◆ **Instructions**:
[1] How many stages make up the LEADS method, according to the LEADS method passage?
[2] Carry the LEADS method passage forward from its last sentence.

◆ **Selected extract**:
+ + + +
Hi! I'm Coach Franny, and I empower families with challenging children to come together as problem solving teams through a Mindful-Ish® approach to parenting.
No parent is perfect, and even the most Mindful-Ish® parents will experience some form of conflict with their families. Conflict is natural, but what really matters is how we choose to handle it.
Conflict within your family is particularly stressful because there are other strong emotions involved, as well as a power dynamic between parent and child. We designed the LEADS method of conflict resolution specifically to help parents and their children stay Mindful-Ish® during times of conflict so you can work through the problem and resolve the conflict as a team. Conflict is inevitable and natural, so how we handle it is more important than trying to stop it.
Oftentimes conflict resolution strategies are offered in lists of independent approaches to solving conflict. The LEADS method is different because it requires all of the steps – and all parties in the conflict – to work together and create a lasting solution.
The LEADS Method consists of 5 stages:
You can only solve a problem if you know what the problem is. When you notice conflict in your family or between yourself and one of your children, label it an unsolved problem. Ask yourself what is happening, what is your expectation, and what your concerns are.
Example: Your children have been fighting over what to watch on YouTube after dinner. There has been a lot of yelling from the family room and sometimes physical fighting. You expect your children to agree on a show. Your concerns are that you cannot finish cleaning up the kitchen, feel stressed, and are worried one of the kids will get hurt.
This is a big paradigm shift. In the past, we were taught to focus on how to modify behavior. We would be distressed about who started it, who said what, and who did what to whom first. Instead, we are bringing attention to the problem and working to solve it. If you need skills to help you with this shift, read this post about effectively communicating your feelings without creating shame or causing blame.
+ + + +
Dataset items:
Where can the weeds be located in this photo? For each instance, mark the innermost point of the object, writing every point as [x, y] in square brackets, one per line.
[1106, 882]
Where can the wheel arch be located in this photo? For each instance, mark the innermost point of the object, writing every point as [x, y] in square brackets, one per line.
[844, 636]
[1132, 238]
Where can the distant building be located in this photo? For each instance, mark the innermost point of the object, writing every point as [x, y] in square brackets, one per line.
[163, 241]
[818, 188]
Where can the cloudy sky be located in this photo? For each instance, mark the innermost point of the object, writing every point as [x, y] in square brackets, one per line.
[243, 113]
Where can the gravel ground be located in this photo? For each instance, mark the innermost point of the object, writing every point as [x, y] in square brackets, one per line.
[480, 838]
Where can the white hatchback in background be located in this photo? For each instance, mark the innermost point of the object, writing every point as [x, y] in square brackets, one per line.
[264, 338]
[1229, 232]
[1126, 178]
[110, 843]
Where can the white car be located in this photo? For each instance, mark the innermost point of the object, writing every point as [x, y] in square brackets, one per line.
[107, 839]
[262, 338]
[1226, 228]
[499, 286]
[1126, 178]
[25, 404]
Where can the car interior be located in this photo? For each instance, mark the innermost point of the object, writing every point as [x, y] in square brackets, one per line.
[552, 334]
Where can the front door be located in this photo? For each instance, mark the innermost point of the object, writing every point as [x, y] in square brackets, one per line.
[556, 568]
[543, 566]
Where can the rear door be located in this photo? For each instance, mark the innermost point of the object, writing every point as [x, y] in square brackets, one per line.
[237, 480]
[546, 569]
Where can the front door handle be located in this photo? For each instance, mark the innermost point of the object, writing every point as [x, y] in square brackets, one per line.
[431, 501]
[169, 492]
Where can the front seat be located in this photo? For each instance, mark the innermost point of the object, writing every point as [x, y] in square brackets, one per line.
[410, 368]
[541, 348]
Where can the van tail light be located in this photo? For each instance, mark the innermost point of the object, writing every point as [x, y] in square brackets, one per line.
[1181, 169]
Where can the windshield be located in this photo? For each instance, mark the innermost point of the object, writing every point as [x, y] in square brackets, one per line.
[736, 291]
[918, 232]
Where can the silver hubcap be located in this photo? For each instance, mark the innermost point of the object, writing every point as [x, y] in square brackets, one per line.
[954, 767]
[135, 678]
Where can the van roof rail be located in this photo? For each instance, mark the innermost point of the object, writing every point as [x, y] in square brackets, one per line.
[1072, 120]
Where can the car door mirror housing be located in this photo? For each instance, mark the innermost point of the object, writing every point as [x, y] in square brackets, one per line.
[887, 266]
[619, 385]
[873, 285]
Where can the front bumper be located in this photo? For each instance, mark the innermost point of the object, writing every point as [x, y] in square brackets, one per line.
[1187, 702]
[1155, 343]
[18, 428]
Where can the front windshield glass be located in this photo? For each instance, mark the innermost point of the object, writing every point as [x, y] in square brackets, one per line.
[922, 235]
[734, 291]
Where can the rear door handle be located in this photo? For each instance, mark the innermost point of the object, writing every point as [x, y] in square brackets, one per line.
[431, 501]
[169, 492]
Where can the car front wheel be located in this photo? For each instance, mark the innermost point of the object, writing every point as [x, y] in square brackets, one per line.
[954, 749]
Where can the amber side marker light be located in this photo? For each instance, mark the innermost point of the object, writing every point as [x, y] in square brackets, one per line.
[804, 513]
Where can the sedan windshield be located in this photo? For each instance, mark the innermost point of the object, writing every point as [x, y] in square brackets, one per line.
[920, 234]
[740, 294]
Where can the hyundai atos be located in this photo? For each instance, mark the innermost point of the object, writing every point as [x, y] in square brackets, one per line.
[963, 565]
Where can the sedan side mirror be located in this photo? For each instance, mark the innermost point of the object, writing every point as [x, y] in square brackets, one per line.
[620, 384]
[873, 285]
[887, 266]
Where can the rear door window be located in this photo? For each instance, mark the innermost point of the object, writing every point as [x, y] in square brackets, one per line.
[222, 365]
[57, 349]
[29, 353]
+ + + +
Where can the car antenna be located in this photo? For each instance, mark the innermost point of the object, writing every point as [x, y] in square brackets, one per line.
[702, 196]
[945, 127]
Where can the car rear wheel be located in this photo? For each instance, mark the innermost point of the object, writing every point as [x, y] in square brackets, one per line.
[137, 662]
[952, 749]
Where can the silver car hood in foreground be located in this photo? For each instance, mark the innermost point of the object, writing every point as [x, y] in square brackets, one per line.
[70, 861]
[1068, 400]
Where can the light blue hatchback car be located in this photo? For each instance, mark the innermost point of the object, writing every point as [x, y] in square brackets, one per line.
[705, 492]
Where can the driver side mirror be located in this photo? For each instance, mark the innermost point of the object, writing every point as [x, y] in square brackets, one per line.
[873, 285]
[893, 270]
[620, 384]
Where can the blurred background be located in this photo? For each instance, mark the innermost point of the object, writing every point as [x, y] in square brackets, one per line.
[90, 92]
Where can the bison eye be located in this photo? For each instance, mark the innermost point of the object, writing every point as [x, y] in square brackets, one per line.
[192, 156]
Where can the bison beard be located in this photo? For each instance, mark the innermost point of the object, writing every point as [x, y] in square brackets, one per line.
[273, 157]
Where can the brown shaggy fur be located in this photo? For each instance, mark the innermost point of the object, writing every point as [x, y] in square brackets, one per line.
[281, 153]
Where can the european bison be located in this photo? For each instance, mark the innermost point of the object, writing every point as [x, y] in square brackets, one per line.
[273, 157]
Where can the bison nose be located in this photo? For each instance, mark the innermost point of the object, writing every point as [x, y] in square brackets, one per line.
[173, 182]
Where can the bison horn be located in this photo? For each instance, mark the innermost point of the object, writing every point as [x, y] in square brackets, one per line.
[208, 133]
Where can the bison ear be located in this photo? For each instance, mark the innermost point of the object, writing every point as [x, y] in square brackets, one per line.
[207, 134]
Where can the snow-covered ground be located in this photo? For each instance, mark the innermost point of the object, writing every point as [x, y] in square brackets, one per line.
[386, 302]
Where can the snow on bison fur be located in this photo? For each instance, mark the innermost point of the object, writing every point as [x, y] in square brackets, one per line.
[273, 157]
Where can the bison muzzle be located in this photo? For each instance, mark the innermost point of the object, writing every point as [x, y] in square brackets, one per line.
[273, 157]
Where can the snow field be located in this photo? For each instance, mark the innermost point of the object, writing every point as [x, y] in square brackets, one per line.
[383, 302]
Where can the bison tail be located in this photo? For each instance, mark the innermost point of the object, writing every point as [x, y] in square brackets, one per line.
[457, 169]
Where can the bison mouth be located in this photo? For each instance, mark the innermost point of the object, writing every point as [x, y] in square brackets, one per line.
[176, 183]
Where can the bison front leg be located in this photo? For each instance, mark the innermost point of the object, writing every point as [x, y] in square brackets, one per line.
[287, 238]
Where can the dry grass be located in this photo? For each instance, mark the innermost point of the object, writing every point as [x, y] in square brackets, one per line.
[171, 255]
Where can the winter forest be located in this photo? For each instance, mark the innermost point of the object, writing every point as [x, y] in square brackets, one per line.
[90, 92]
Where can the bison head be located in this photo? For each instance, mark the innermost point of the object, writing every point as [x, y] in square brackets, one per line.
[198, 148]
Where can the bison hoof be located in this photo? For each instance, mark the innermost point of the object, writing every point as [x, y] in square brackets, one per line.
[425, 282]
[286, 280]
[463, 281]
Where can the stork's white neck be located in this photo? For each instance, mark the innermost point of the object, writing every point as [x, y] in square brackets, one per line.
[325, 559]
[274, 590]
+ + + +
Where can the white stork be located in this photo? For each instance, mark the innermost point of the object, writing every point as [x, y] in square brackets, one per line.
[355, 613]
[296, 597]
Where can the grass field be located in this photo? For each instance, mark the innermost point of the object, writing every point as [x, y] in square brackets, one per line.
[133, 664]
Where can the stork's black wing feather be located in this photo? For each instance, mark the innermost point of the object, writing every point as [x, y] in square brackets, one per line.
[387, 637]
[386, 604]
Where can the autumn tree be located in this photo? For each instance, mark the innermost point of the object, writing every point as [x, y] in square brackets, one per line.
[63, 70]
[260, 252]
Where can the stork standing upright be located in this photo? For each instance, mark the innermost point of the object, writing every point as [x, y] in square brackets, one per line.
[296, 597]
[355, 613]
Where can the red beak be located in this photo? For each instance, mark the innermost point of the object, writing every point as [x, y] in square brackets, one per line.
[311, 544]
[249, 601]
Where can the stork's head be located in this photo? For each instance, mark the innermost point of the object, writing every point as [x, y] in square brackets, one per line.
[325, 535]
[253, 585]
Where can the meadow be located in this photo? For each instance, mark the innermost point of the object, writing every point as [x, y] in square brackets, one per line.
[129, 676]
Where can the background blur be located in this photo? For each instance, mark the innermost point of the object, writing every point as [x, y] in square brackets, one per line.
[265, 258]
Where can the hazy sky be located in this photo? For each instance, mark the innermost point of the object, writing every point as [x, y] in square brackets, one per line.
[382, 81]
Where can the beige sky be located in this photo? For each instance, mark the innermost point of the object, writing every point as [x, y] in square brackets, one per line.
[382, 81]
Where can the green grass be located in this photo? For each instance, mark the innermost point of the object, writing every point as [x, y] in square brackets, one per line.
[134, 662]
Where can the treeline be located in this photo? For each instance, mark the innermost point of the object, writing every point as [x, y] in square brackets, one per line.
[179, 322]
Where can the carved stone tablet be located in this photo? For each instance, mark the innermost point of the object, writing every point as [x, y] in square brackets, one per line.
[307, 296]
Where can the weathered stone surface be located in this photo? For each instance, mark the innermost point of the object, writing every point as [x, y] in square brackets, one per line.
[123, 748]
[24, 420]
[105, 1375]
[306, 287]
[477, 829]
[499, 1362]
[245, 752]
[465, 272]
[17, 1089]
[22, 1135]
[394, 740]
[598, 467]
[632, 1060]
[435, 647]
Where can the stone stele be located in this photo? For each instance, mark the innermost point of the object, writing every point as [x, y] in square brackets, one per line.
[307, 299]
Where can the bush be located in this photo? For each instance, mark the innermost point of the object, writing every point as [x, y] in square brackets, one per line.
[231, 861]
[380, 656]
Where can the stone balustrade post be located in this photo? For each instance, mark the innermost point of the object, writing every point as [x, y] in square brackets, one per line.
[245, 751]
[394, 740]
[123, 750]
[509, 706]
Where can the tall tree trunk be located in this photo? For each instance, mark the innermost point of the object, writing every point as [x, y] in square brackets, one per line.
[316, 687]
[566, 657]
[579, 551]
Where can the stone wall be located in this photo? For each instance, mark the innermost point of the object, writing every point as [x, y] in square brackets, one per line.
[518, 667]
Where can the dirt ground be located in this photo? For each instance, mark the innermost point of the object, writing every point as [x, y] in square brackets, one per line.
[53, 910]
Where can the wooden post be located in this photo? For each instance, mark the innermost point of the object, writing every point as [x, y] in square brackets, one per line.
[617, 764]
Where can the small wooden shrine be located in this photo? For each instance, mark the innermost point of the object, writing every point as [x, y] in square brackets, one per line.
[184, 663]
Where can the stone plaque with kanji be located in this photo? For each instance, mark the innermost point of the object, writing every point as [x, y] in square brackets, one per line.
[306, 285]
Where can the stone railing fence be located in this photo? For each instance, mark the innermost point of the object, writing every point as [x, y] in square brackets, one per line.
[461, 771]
+ + + +
◆ **Results by task**:
[1] Five stages.

[2]
The heat of the moment is never the time to talk. All that we can do once a conflict arises is to try and calm the situation. This is called crisis management. The primary problem-solving model we use at Mindful-Ish® is Collaborative and Proactive Solutions (CPS), which encourages crisis prevention. This means we will find a time to discuss and unsolved problem before it can happen again. CPS calls this a Plan B Conversation.
Example: I notice you guys have difficulty agreeing on what to watch on YouTube after dinner lately. I imagine you both have things you want to tell me that are important to you, and I want to make the time to hear about them. Are you two willing to solve this problem when we get home from school so we can try to find a solution before dinner and TV time this evening?
Just like you have concerns about the unsolved problem, the other parties involved likely also have concerns to share. When you calmly and respectfully facilitate a Plan B Conversation, you create a safe space for your family to develop many skills essential to social and emotional intelligence needed for lifelong success.
During a Plan B Conversation, there are three essential steps: The Empathy Step, the Define the Problem Step, and the Invitation Step.
The Empathy Step is where you learn about your children’s or other party’s concerns about the unsolved problem you are discussing. This is when they can tell you what is difficult about meeting the expectation or what is getting in their way.
Example: I notice you guys have difficulty agreeing on what to watch on YouTube after dinner lately. What’s up?
Child A: “I don’t like his shows, they scare me and he knows it.”
Child B: “He only watches baby shows, and I’m not a baby
You may do this step together or one child at a time. It is NOT the time to judge or dismiss the child’s experience. You can’t solve a problem with anyone unless you understand where they are coming from, which is why it is important to take this time to learn what is problematic from their point of view.
The next step of the Plan B Conversation is the Define the Problem Step. This is when you share your concerns about the unsolved problem and how it impacts you, the children, or others.
Example: The thing is, when you and your brother have difficulty agreeing on what to watch on YouTube, I’m not able to finish cleaning up the kitchen, feel stressed, and worry about one of you getting hurt.
The third step of a Plan B Conversation is the Invitation Step. Here we form a solution that considers everyone’s prioritized concerns. During the other steps, individuals may voice more than one concern. We ask everyone to prioritize the concern getting in their way or impacting them the most. Tackling the entire unsolved problem right out of the gate is like expecting your team to make a touchdown from near the opposite endzone. It happens, but it’s not the norm. At Mindful-Ish®, we believe in making incremental yardage up the field together. Solving for solutions to prioritized concerns supports this notion.
Example: I wonder if there is a way to do something about not seeing zombies before bedtime (Child A’s prioritized concern), getting to watch more age-appropriate shows (Child B’s prioritized concern), and everyone being safe after dinner while I clean up the kitchen (Parent’s prioritized concern)?
The kids get the first chance to develop solutions, but it is a team effort, and there are two criteria solutions must meet.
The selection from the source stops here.